— start Selected excerpt —
# Getting over your baby daddy



## keljt1127

So everyone knows the main thing to do to get over your ex is to cut ALL COMMUNICATION off. 

No texting, no calling, nothing.


But with a baby involved , how do you get over your ex?
Obviously I am going to be seeing him alot during the week...and he txts me asking me how the baby is....

I feel like I will never get over him.:wacko:


----------



## x__amour

I didn't want to R&R, big hugs love. 
:hugs: :hugs: :hugs:


----------



## Leah_xx

:hugs:
Its hard at first I will admit that. But you have to do whats best. In the end it will get eaiser to move on even with a baby


----------



## 112110

I don't know I just kind of did was never sad about it, there's obviously some reason you aren't together remind yourself of that. You're doing what's best for right now. :hugs::hugs:


----------



## lauram_92

I have no communication with him :)
Buuuut, I think you just need to think about the reasons you are not together.


----------



## emmylou92

I didnt want to R&R. Big :hugs: hope things get easier for you. x


----------



## Julymom2be

I just recently broke up with FOB literally three days ago. He told me maybe we can work it out in the future, yeah shouldnt of even listened. Yesterday hd went to his ex's softball game and now she's writing on his FB calling him babe. Yeah I hate him. I just don't know what to do.


----------



## cabbagebaby

i didnt want to r&r but in my situation i'm still not over my ex even tho we split up in may and hurt me the worst possible way but :hugs:


----------



## Chrissy7411

I didn't want to R&R. 
:hugs:


----------
— end Selected excerpt —
— start Listing —
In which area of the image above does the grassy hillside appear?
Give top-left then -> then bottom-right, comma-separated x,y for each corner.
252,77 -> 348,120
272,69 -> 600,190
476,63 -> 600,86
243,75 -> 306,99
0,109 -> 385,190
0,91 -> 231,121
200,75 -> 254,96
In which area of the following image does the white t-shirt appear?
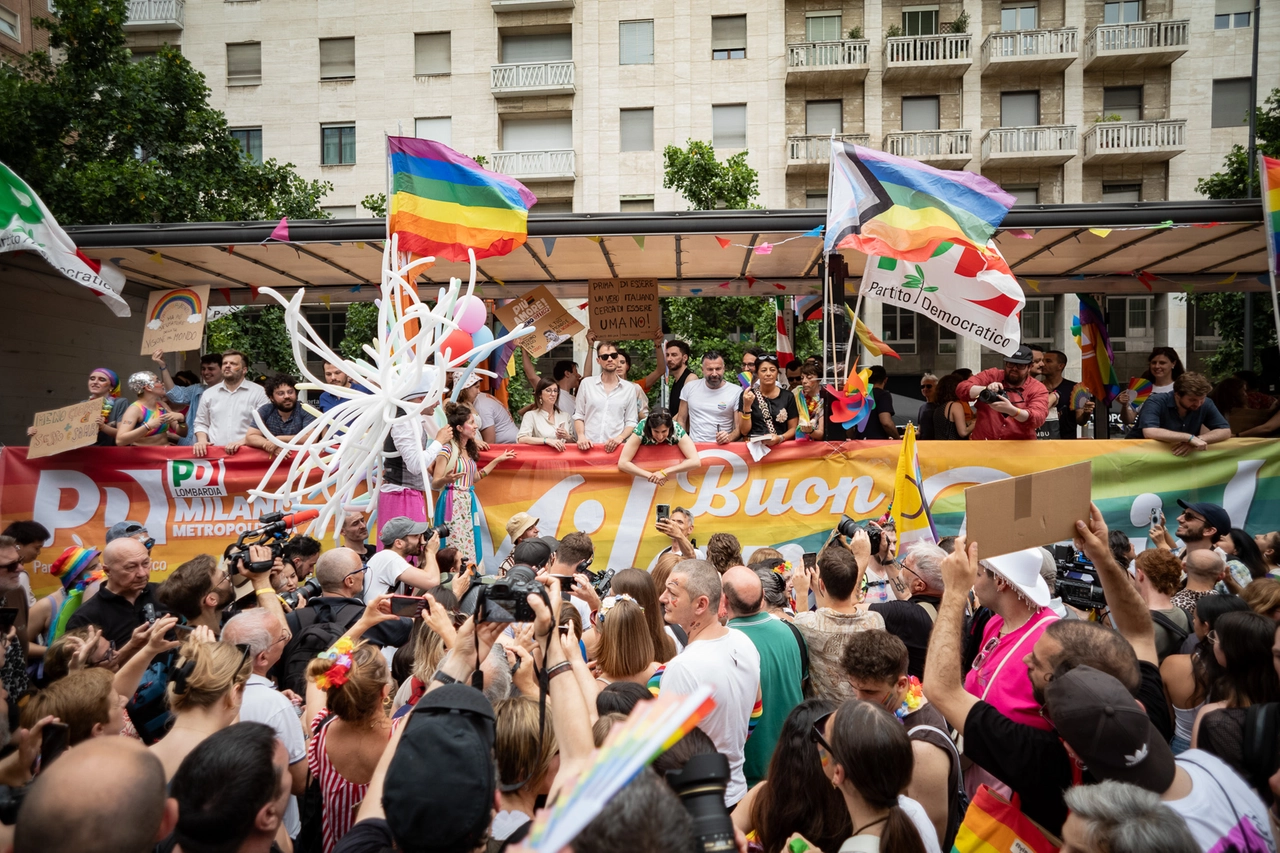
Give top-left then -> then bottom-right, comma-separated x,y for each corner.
— end Listing —
— start Listing —
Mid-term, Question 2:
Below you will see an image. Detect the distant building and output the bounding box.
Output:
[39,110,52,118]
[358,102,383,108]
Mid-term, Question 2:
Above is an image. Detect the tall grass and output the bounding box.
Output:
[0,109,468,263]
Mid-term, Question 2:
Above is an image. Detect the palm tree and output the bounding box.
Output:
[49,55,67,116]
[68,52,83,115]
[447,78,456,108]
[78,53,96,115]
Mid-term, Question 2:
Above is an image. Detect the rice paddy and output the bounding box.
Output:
— end Listing —
→ What you are asked to do: Update the passage in the forum thread that starts with "I didnt want to R&R." and ends with "what to do." by changing "softball" to "basketball", and write out the whole passage.

→ Output for this exercise:
I didnt want to R&R. Big :hugs: hope things get easier for you. x


----------



## Julymom2be

I just recently broke up with FOB literally three days ago. He told me maybe we can work it out in the future, yeah shouldnt of even listened. Yesterday hd went to his ex's basketball game and now she's writing on his FB calling him babe. Yeah I hate him. I just don't know what to do.